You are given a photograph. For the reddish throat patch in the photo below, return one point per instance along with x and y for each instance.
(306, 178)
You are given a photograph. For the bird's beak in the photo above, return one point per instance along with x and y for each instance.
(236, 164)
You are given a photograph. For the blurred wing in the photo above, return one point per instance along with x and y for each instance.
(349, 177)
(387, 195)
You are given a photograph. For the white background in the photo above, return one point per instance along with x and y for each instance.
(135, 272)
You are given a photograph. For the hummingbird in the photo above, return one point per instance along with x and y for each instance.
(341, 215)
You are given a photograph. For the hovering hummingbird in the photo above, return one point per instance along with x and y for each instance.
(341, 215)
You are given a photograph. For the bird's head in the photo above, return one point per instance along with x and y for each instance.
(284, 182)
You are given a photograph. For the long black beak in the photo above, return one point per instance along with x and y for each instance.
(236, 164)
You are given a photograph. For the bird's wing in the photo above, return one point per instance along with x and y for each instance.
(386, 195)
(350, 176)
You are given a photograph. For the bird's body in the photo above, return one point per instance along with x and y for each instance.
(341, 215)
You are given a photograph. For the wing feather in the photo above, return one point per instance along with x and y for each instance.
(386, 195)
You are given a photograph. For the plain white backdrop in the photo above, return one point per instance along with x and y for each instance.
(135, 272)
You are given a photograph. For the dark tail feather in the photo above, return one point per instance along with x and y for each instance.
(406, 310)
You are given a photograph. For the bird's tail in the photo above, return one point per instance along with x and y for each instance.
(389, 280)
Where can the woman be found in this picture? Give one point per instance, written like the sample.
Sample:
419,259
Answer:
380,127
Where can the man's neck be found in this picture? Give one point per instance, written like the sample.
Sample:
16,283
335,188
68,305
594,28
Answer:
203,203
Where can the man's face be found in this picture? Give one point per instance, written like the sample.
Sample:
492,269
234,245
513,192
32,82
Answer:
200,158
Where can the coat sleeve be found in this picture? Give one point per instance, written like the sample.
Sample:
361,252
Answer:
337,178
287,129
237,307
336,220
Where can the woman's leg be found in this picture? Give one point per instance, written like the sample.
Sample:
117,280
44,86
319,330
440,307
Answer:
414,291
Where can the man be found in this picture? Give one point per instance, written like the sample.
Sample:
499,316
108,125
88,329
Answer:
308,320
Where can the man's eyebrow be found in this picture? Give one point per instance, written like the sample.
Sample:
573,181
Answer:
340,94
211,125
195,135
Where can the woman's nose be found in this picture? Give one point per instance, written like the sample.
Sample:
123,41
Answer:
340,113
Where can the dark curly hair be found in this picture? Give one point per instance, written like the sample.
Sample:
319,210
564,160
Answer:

■ INSTRUCTIONS TO FOLLOW: For every line of the listing, produce an identical copy.

■ SOLUTION TO THE EXERCISE:
You are given a photograph. For the reddish throat patch in the photo below, return one point per instance along with x and y for each instance.
(306, 178)
You are given a photograph. For the bird's beak in the photo above, return one point per instance along with x and y for each instance.
(236, 164)
You are given a photograph. For the blurred wing in the photo above, return one point per instance along with x and y for each instance.
(349, 177)
(387, 195)
You are given a photograph. For the white background in the photo above, return one point per instance along with x and y for each instance.
(135, 272)
You are given a photograph. For the hummingbird in the photo above, return one point per instance along with x and y for each instance.
(341, 215)
You are given a photograph. For the hovering hummingbird in the photo above, return one point per instance along with x and y for each instance.
(341, 215)
You are given a photograph. For the bird's head in the photo above, return one point per instance along with x and y for each instance.
(284, 182)
You are given a photograph. For the long black beak in the photo above, return one point per instance along with x and y for each instance.
(236, 164)
You are given a photograph. For the bird's wing in the photo above, return one point per instance along with x and y for each instance.
(386, 195)
(350, 176)
You are given a photograph. For the bird's body in the photo above, return one point per instance along with x and y for each instance.
(341, 215)
You are given a photograph. For the wing feather in the photo above, return one point per instance along with x and y for each instance.
(386, 195)
You are given a photograph. For the plain white backdrop in the photo above, return one point per instance along with x and y for each instance.
(135, 272)
You are given a photograph. For the dark tail feather in the photo above, return one point per instance along with x and y for each instance.
(406, 310)
You are given a photograph. For the bird's tail in the photo above, return one point per instance along with x and y for each instance.
(389, 280)
Where can the woman be found in this picture? Give one point per instance, written like the sample.
Sample:
419,259
Answer:
380,127
Where can the man's neck be found in this picture? Give one point per instance, written like the sample.
Sample:
16,283
335,188
68,305
594,28
Answer:
203,203
Where can the man's face be found in this picture? Give one point per instance, written like the sample.
Sample:
492,269
234,245
513,192
32,82
Answer:
200,158
Where can the coat sleeve be found in this picture? Give one point per instance, written like the sample.
Sample:
361,252
Answer:
337,178
287,129
237,307
336,220
Where can the woman's leg be found in this picture? Give one point per instance, written like the sample.
Sample:
117,280
44,86
319,330
440,307
Answer:
414,291
Where can the man be found in this picture? Give one point per instance, written like the sample.
Sample:
499,316
108,125
88,329
Answer:
308,320
Where can the man's eyebrow be found in this picture? Give one point per instance, written like the sample.
Sample:
573,181
Answer:
340,94
211,125
195,135
Where can the woman's nose be found in this picture? Give one point per instance, written like the sample.
Sample:
123,41
Answer:
340,113
Where can the dark curly hair be found in this picture? Give one point per instance, written like the sample.
Sample:
319,210
564,160
Answer:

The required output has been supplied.